_Qué hacer_:
Recopila cada línea de las entradas de abajo en la que aparezca la palabra "front".

Entradas de etiquetado de la posición de objetos:
——

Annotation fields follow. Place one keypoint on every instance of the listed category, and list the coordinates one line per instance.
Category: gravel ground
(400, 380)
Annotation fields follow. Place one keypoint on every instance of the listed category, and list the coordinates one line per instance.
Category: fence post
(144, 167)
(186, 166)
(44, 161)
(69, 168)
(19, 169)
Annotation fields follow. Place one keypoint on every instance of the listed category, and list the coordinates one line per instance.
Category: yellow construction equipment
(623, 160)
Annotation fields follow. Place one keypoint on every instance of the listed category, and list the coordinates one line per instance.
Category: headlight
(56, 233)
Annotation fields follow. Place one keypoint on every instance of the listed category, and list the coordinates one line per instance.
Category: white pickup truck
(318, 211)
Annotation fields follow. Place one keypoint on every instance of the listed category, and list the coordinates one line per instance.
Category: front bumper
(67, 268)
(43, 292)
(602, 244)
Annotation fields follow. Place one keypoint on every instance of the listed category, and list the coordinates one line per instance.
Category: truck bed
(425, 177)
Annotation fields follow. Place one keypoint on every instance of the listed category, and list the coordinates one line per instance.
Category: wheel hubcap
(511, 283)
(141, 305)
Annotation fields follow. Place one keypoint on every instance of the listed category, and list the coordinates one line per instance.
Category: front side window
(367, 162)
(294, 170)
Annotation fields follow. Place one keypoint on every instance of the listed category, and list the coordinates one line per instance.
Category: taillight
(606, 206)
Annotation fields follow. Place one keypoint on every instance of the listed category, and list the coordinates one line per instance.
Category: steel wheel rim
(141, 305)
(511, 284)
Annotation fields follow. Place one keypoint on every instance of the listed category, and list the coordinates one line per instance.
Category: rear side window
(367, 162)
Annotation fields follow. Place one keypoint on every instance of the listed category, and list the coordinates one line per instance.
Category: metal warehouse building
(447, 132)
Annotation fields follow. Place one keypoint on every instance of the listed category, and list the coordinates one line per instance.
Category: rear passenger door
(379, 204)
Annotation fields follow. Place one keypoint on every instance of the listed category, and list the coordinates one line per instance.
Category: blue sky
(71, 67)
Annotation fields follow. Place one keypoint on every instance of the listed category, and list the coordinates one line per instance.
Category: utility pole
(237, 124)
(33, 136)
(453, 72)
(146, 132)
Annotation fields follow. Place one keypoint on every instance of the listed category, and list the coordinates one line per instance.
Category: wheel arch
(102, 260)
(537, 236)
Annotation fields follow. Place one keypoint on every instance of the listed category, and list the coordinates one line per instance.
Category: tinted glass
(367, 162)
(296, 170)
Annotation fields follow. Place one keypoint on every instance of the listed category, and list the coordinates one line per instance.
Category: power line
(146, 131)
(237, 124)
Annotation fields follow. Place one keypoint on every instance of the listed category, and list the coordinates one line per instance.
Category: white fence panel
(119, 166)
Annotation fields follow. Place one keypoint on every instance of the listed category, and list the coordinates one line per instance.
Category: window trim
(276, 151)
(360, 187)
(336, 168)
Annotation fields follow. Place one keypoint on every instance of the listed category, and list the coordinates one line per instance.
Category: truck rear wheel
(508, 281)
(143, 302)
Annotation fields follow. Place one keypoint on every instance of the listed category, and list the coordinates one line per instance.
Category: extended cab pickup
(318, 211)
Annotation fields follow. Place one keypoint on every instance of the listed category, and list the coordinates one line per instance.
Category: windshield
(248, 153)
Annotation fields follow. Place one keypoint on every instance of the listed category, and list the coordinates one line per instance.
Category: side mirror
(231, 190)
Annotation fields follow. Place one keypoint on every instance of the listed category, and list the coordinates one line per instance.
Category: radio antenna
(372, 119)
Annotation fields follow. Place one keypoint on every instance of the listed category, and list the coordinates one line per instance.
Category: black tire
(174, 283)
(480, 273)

——

_Resultado del ejercicio_:
Category: front bumper
Category: front side window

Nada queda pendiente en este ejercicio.